- _INSTRUCTIONS FOR THE TASK_: Using the records below, transcribe word for word the stretch from the line that contains "the yellow excavator" through the line that contains "Target: man in white ppe suit", both end lines included, and nothing else.

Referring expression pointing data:
***
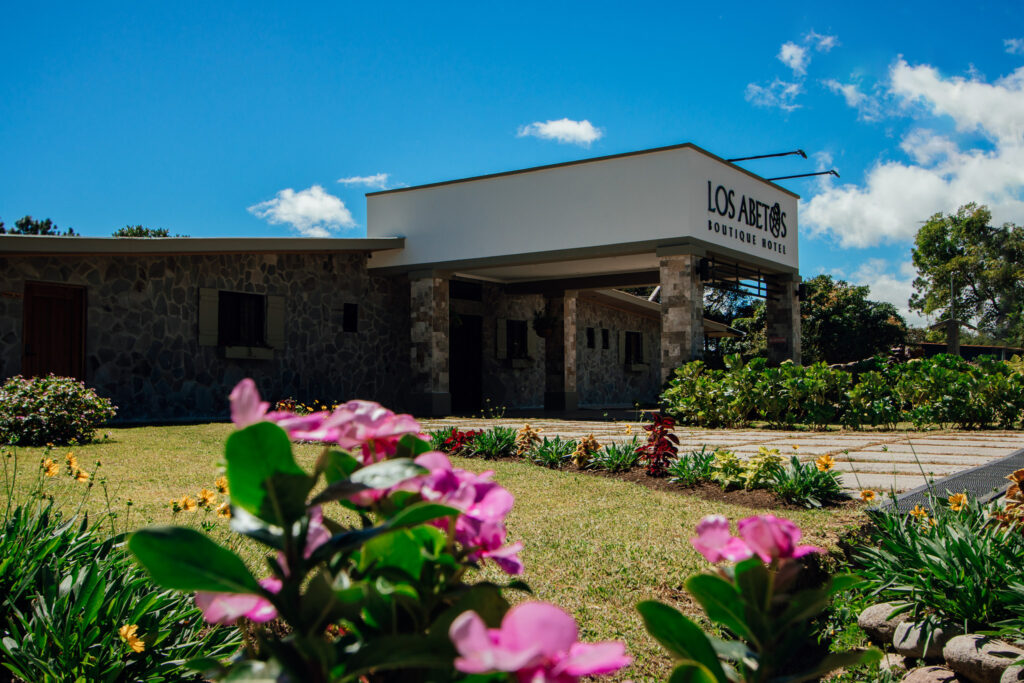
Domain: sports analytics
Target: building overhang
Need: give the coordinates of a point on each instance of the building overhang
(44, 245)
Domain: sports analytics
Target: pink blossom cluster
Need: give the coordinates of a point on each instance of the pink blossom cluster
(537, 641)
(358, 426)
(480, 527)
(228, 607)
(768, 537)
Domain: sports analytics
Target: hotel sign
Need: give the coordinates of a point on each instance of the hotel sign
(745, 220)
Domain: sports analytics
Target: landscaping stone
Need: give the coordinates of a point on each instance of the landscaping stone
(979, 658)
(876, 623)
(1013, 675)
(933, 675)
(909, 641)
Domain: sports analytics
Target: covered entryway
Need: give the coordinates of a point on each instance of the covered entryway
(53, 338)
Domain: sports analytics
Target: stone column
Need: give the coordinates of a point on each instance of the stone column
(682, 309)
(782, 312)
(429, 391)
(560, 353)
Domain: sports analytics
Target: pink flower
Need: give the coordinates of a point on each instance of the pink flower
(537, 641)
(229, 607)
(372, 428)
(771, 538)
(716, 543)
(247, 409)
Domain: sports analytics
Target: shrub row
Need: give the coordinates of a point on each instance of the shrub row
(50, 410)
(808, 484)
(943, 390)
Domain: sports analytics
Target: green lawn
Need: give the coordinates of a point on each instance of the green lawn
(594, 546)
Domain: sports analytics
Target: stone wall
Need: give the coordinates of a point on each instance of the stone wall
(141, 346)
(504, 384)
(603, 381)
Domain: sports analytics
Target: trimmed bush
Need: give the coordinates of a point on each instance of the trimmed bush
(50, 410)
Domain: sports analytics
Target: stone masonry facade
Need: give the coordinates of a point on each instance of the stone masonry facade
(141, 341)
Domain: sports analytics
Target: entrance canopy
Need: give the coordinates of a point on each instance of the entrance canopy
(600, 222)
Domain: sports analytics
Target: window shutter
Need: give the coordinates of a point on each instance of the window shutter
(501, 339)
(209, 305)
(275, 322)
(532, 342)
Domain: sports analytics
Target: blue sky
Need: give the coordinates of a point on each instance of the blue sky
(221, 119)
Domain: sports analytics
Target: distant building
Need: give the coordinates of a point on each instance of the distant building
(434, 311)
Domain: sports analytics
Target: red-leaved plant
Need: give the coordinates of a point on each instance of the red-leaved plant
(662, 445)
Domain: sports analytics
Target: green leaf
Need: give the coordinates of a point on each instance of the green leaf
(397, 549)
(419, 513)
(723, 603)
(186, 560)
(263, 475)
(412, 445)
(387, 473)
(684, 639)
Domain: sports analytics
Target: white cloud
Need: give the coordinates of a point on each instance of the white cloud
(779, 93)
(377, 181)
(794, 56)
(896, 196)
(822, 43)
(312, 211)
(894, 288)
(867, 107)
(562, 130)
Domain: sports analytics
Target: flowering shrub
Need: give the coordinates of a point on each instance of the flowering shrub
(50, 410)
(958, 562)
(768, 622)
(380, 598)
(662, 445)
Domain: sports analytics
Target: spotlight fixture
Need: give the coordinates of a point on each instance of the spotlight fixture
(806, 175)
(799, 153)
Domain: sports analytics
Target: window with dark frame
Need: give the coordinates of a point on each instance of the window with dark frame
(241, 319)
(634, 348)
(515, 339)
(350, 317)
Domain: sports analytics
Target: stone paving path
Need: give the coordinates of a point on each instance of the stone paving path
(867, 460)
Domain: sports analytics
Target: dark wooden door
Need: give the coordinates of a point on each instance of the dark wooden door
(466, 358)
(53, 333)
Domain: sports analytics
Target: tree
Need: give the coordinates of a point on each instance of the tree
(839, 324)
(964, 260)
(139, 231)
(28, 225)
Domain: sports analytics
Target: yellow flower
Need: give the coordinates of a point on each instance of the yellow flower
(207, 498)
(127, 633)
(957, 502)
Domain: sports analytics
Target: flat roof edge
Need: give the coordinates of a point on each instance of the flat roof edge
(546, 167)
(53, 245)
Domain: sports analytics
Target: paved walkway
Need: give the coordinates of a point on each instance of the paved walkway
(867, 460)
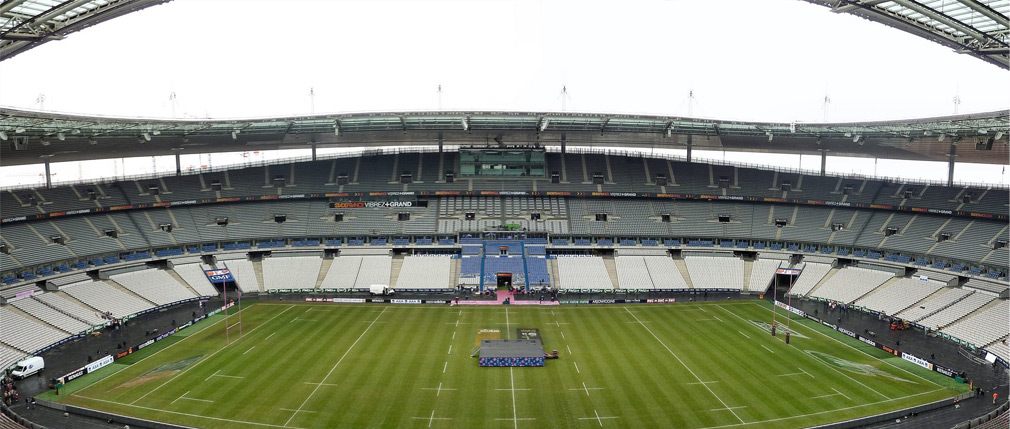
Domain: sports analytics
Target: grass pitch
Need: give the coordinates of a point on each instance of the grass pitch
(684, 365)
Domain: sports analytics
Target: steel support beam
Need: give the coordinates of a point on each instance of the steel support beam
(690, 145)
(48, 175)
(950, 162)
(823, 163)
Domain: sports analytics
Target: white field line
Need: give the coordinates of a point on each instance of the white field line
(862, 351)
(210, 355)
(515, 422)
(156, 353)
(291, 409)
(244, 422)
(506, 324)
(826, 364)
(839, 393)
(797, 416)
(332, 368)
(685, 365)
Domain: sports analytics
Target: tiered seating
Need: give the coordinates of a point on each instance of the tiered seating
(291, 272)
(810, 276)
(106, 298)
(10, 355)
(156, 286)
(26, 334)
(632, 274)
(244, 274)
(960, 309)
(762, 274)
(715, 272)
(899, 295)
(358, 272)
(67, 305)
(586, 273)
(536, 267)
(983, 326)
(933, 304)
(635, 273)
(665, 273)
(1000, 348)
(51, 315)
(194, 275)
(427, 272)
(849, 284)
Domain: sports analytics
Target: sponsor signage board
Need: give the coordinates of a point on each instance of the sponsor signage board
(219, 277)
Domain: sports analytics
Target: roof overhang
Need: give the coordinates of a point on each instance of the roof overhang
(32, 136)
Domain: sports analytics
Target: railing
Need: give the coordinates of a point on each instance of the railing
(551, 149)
***
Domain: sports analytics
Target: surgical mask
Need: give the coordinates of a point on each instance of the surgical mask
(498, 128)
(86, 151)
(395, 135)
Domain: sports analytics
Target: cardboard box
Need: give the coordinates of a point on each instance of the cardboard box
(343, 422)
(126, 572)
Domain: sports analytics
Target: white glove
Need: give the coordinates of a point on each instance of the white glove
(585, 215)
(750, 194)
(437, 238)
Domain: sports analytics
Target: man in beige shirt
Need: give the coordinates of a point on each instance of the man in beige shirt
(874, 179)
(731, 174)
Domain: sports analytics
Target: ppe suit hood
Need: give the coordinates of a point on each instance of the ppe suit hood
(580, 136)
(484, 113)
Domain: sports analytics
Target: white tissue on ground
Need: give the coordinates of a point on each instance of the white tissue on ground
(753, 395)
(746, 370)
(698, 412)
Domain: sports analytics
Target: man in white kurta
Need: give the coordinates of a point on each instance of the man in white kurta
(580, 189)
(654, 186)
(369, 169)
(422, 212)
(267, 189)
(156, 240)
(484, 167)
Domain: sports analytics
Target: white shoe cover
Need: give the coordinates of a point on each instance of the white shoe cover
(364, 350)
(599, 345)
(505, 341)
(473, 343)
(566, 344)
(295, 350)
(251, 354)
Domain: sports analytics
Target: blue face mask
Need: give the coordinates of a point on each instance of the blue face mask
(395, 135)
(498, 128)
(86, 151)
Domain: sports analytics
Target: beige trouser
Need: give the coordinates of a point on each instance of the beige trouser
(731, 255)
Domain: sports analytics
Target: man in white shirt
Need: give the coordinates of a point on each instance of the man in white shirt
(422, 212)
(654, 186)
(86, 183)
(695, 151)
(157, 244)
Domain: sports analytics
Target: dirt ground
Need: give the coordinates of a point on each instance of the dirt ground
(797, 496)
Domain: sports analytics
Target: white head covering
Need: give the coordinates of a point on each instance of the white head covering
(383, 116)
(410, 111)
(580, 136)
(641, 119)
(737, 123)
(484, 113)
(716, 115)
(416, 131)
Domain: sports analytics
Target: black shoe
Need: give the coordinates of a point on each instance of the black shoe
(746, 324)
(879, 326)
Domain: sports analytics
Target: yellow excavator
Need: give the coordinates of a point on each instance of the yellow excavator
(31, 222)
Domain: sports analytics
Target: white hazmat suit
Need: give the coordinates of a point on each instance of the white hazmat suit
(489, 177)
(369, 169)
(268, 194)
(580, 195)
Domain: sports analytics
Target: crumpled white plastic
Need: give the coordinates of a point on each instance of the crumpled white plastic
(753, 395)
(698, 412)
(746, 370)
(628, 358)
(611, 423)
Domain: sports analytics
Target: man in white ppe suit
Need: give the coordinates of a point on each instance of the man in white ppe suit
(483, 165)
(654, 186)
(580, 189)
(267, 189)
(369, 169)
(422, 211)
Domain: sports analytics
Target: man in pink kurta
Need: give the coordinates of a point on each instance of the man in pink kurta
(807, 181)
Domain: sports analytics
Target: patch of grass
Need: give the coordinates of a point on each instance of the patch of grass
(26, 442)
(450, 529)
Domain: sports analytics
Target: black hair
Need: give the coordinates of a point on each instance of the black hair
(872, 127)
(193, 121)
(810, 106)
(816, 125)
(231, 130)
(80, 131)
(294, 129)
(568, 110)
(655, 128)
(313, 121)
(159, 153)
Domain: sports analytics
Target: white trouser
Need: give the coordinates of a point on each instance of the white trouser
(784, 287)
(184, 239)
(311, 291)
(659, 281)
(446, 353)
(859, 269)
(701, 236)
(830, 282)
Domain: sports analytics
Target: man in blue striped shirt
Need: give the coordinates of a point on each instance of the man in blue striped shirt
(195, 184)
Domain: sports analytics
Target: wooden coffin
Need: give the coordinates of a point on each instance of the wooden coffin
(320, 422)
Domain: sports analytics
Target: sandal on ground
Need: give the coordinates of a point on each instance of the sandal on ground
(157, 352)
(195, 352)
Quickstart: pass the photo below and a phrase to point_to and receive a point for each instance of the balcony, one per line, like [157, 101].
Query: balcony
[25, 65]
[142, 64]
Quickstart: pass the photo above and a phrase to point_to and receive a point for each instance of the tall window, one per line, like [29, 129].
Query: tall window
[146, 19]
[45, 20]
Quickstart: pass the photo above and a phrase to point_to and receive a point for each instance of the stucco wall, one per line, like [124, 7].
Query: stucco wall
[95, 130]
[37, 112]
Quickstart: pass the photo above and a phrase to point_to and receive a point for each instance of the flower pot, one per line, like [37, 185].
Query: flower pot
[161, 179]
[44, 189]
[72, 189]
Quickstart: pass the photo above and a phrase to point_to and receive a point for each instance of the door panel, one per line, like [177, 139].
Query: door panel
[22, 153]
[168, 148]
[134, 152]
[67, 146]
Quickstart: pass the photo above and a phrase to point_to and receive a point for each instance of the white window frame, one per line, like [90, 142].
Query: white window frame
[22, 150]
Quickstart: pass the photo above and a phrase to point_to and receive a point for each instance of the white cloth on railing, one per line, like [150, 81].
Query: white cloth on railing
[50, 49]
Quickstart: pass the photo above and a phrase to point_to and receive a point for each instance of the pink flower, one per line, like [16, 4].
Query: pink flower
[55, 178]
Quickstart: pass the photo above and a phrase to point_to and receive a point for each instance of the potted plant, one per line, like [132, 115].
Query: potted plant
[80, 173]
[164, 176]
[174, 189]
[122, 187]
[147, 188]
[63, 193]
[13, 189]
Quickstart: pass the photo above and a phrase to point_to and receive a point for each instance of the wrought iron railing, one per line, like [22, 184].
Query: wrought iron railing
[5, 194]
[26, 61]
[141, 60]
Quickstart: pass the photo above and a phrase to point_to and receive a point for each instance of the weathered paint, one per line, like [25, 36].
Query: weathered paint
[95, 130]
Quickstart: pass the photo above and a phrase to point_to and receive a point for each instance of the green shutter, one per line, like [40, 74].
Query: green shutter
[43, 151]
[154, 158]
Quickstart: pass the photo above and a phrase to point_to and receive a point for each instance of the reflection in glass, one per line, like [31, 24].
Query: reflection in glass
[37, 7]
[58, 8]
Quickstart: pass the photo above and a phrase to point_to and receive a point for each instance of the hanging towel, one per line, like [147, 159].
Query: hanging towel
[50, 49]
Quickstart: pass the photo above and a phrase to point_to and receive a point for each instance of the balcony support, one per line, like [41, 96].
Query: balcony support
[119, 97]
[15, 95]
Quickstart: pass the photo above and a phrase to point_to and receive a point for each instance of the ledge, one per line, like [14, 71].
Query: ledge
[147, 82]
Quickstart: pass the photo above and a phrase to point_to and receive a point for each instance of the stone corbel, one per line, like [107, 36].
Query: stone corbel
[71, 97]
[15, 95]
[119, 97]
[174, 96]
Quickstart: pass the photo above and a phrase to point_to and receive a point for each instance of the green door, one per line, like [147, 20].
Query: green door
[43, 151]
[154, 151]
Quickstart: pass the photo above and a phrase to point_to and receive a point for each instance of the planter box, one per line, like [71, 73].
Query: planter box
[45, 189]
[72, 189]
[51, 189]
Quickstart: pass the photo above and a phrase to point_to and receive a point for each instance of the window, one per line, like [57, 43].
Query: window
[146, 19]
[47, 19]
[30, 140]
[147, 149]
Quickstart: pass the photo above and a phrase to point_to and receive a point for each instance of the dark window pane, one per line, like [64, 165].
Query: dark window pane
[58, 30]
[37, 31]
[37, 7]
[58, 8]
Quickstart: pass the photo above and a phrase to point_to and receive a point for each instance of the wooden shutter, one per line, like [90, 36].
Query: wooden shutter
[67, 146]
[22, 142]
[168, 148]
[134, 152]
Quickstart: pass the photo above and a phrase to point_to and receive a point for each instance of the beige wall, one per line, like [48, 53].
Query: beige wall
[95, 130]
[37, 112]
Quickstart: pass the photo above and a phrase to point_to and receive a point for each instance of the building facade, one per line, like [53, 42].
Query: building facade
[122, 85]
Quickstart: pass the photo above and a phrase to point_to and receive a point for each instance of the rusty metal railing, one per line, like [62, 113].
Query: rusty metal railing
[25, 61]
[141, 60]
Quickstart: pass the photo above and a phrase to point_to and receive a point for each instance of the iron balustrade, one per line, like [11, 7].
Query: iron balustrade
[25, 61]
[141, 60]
***
- _FINISHED TASK_:
Need: give the coordinates of a point on each instance of the yellow excavator
(31, 222)
Domain: sports analytics
Target: white hazmat suit
Need: give the coordinates of a point on each instance of the white hazmat suit
(489, 177)
(369, 169)
(268, 194)
(580, 195)
Domain: sports analytics
Target: crumpled white plastic
Need: give the coordinates of a point on each instance of the crumpled white plastic
(753, 395)
(698, 412)
(746, 370)
(628, 358)
(611, 423)
Domain: sports analytics
Target: man in white ppe suit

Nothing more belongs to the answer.